Source extract
-- BEGIN --
Image source: Getty Images.
Cohu sells equipment to chipmakers for the automotive, computing, mobile, industrial, consumer, and AI markets. The AI opportunity might be the largest in the company's history, and I'll go over some numbers in a moment.
Cohu's Eclipse platform handles the data center chips used in AI workloads, including graphics processing units (GPUs), central processors (CPUs), and high-bandwidth memory (HBM). Eclipse autonomously picks up finished semiconductors post-production and places them in test sockets, where it tests them by simulating real-world operating conditions. Automation is key to this testing process because a manual, human-driven alternative would significantly slow down production.
Then there is the Neon inspection and metrology platform, which closely analyzes the physical condition of memory chips. It uses infrared vision and AI software to identify microscopic cracks, imperfections, and other defects in semiconductor wafers, to ensure they are up to standard before shipping to customers. Neon can spot defects as small as 1 micron -- for some perspective, a human hair is around 70 microns thick.
-- END --
Direction 1
Transcribe the Cohu passage word for word, starting with "Then there is" and going on through "70 microns thick.".
Direction 2
According to the Cohu passage, why is automation key to the Eclipse testing process? Answer in one to three sentences.
Direction 3
Write the next part of the Cohu passage, picking up after its final sentence.

Dataset excerpts
-- BEGIN --
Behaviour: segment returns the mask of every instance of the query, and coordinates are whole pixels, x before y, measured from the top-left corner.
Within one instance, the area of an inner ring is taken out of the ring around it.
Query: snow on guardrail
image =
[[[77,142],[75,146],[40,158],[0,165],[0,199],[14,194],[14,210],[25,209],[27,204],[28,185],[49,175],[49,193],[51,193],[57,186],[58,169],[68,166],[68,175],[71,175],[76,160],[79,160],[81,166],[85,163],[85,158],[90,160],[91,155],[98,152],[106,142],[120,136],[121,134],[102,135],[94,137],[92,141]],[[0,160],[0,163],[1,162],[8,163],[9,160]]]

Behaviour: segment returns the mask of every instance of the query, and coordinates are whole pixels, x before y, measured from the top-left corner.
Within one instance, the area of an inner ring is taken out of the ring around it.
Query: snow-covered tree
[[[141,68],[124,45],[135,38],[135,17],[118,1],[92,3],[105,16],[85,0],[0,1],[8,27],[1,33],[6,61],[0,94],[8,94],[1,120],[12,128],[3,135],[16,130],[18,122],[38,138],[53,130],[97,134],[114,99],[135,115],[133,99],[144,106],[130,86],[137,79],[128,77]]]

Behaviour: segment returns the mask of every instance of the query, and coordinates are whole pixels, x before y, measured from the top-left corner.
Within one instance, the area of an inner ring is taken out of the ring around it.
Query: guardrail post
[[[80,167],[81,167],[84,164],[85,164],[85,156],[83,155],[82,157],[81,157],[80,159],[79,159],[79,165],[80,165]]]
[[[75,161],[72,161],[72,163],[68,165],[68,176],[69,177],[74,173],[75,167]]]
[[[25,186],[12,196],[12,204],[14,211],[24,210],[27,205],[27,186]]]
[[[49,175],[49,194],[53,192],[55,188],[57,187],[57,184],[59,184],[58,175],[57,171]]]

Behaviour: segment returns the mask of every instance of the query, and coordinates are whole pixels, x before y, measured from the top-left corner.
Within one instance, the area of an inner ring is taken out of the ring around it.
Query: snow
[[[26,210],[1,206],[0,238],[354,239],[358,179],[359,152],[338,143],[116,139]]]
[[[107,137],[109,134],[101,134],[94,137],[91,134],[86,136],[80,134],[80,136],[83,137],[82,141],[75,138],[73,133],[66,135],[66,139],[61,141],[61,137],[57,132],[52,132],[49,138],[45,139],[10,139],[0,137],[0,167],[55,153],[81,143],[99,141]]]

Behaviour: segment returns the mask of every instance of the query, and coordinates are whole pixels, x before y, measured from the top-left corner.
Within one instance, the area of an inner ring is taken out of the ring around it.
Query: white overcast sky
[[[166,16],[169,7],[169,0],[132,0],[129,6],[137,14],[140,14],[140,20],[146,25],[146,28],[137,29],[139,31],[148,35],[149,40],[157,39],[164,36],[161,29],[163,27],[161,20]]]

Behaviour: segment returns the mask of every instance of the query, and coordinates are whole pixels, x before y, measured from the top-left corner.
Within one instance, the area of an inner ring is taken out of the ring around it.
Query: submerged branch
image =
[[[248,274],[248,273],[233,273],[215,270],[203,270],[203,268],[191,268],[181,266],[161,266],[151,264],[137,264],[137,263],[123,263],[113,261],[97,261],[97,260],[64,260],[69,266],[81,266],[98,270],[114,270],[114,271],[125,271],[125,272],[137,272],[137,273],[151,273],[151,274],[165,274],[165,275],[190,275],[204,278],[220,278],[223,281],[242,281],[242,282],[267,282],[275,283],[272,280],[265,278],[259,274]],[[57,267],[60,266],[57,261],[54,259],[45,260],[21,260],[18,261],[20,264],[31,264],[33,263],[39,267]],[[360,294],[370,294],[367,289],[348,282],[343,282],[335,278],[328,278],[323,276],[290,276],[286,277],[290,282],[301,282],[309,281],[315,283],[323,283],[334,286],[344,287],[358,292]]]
-- END --
Response 1
Then there is the Neon inspection and metrology platform, which closely analyzes the physical condition of memory chips. It uses infrared vision and AI software to identify microscopic cracks, imperfections, and other defects in semiconductor wafers, to ensure they are up to standard before shipping to customers. Neon can spot defects as small as 1 micron -- for some perspective, a human hair is around 70 microns thick.

Response 2
Automation is key because a manual, human-driven alternative would significantly slow down production.

Response 3
Cohu is investing heavily in the Neon platform because of how quickly the memory market is moving. Manufacturers like Micron Technology are now shipping HBM4 to AI customers, with HBM5 in the pipeline, and every new generation is more complex than the last. During the first quarter of 2026 (ended March 31), orders soared by 64% year over year in Cohu's inspection and metrology business.
Wall Street's consensus forecast (provided by Yahoo! Finance) suggests Cohu will deliver $558.5 million in total revenue in 2026, which would be a 23% increase from the prior year. That would mark an acceleration from the 13% growth it delivered in 2025, so the business has significant momentum right now.
But that picture could get even better, because Cohu has a $750 million sales pipeline from what it calls the high-performance computing segment, which includes AI accelerators, GPUs, and HBM-related customers. None of that $750 million has shown up in the company's financial statements yet, because the customers are still in the engagement and qualification phases of the sales process.
That means Cohu's revenue is likely to see a significant boost in the near future.
The Wall Street Journal tracks seven analysts covering Cohu stock, and all seven have given it a buy rating. They have an average price target of $57.43, implying a potential upside of 24% over the next 12 months or so. The Street-high target of $65 implies an even greater potential gain of 40%.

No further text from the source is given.